→ **Data**
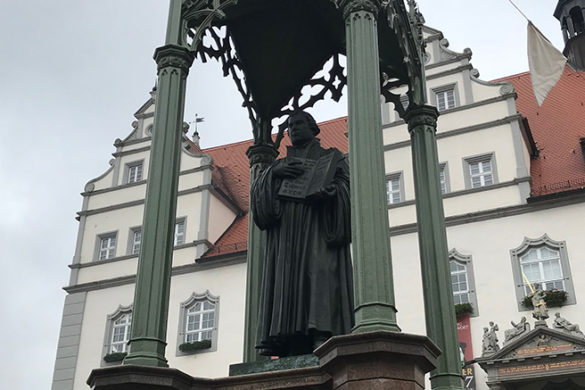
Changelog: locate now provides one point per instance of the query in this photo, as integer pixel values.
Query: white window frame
(109, 251)
(482, 175)
(134, 172)
(465, 261)
(183, 334)
(178, 235)
(444, 91)
(523, 249)
(444, 178)
(394, 196)
(134, 245)
(120, 312)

→ **Work order**
From the first line to the last, print the records exactly; leave out the pictures.

→ **Exercise answer**
Changelog: locate now provides one point per instance of the query in this photo, as integer pixel values.
Query: white window frame
(109, 251)
(482, 175)
(134, 172)
(465, 261)
(183, 334)
(178, 235)
(444, 91)
(523, 249)
(444, 178)
(394, 196)
(134, 245)
(120, 312)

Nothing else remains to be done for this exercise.